======== DATASET

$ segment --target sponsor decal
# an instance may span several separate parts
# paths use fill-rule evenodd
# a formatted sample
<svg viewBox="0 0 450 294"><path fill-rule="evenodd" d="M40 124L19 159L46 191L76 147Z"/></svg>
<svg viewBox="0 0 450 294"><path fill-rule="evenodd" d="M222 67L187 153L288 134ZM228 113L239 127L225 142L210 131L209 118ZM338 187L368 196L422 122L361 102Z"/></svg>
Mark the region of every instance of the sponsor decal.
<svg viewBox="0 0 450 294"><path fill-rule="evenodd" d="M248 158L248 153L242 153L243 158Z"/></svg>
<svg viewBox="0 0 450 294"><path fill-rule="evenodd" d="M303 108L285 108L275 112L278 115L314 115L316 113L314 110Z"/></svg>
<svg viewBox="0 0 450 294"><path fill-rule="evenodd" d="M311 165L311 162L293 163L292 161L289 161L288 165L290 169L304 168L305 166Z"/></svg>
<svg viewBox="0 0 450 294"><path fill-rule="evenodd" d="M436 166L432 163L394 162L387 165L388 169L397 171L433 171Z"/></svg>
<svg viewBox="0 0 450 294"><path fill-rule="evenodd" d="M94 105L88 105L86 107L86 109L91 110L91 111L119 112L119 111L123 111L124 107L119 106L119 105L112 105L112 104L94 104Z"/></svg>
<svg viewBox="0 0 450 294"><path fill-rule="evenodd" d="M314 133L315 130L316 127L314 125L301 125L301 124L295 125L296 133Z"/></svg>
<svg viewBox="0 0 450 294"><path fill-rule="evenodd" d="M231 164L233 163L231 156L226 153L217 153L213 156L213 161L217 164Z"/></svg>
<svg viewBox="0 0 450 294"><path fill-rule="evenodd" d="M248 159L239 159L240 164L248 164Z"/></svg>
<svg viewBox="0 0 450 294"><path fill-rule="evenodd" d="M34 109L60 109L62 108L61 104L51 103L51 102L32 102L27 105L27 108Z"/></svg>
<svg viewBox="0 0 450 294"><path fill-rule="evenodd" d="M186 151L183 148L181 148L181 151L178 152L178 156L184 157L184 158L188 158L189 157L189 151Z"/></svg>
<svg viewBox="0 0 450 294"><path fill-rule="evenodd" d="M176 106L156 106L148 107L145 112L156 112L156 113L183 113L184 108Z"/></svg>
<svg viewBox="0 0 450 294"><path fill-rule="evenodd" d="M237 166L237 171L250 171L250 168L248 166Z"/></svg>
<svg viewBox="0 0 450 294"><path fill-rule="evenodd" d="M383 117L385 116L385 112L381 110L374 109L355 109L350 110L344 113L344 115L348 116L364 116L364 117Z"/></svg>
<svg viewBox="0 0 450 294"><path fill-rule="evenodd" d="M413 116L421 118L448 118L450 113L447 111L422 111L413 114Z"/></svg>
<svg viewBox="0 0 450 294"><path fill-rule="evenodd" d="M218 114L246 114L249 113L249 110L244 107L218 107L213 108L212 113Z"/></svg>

================
======== DATASET

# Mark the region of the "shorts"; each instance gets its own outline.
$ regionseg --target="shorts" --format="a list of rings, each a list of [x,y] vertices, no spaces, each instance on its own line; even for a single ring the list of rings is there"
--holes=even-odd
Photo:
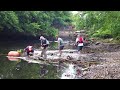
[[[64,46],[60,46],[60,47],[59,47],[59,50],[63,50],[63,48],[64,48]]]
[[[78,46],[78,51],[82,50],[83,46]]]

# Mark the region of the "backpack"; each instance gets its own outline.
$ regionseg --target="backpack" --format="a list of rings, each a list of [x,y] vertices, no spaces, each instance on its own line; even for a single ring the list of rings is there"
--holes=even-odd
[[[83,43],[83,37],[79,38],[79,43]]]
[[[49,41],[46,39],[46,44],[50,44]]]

================
======== DATASET

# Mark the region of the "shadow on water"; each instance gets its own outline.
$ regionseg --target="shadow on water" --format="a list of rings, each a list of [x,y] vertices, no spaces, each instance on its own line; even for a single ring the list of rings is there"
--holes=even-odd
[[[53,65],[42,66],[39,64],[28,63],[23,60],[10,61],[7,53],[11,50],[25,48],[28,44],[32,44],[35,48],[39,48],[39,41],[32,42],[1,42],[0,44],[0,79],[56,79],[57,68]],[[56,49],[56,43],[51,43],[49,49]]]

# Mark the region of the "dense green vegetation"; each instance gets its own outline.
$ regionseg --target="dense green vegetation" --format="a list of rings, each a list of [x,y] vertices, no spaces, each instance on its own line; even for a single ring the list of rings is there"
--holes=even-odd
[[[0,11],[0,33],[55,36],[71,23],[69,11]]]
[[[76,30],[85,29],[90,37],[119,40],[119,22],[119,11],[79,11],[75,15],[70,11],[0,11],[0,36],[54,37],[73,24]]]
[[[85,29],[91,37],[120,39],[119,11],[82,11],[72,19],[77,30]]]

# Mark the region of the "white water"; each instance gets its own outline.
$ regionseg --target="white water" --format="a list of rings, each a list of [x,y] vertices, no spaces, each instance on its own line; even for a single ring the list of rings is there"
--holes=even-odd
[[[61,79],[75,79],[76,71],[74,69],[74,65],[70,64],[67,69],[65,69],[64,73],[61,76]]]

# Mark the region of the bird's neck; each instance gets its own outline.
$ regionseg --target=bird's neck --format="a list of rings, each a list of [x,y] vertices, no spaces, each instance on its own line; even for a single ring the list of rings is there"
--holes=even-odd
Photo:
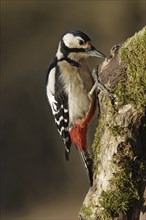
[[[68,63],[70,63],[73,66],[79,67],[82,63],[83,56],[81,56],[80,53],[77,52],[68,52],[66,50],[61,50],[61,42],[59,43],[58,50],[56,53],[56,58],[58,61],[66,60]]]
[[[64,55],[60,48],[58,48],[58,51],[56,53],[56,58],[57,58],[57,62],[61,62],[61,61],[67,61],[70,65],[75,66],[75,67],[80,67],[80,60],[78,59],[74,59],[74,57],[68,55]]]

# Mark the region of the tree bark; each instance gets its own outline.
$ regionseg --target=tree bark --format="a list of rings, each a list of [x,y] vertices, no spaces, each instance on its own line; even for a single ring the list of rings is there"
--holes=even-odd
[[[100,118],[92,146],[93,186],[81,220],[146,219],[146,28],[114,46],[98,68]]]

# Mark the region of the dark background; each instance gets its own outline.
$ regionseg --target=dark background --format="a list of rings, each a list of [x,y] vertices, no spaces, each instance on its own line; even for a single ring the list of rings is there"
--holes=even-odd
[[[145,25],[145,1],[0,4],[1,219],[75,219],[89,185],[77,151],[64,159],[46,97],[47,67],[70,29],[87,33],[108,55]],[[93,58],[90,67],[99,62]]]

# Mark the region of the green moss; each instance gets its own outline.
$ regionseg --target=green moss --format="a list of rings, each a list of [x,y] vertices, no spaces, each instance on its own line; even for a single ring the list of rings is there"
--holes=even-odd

================

AIM OF THE TASK.
Please go over the data above and tally every line holding "neck"; reply only with the count.

SOLUTION BELOW.
2